Problem description
Count the lines of the records below that contain the string "plant", treating uppercase and lowercase letters as different. Reply with the number alone.
____ Input material
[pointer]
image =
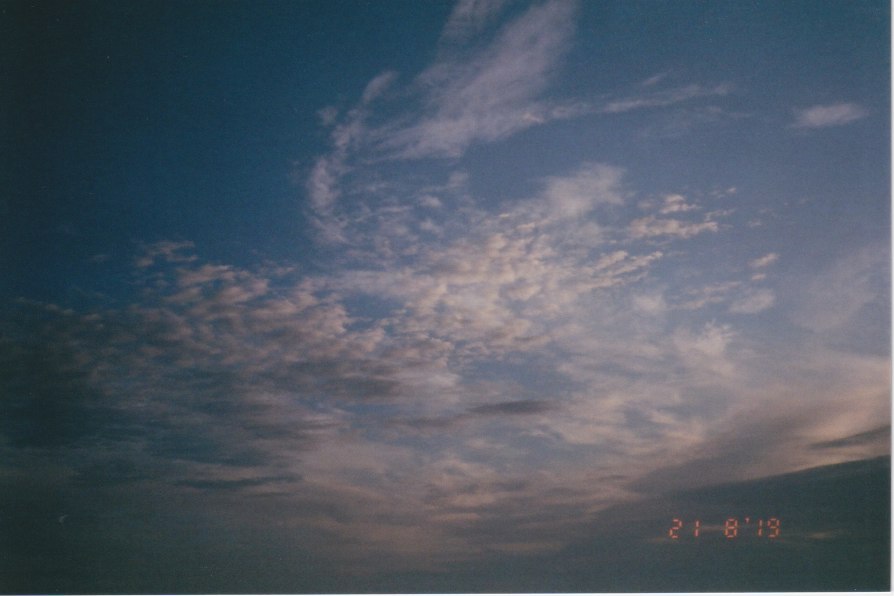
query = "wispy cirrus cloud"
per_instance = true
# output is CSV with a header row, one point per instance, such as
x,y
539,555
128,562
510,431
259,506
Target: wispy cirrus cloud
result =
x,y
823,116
________
____ Input material
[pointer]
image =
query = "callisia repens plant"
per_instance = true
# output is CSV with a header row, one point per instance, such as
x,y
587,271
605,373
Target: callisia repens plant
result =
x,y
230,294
________
____ Input material
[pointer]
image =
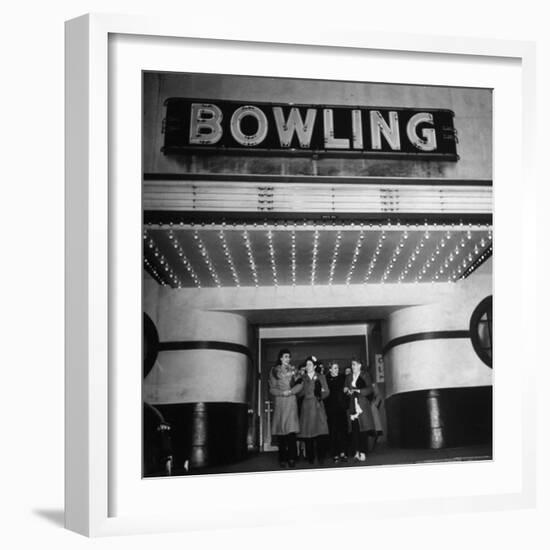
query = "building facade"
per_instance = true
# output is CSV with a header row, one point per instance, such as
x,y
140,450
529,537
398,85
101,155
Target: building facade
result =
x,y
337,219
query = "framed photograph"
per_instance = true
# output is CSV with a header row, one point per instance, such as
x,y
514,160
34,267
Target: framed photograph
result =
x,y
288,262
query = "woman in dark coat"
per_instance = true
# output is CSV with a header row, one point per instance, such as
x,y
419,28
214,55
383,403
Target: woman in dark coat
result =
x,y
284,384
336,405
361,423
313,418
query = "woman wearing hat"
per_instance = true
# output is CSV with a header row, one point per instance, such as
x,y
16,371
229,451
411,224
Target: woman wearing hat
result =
________
Response to the task
2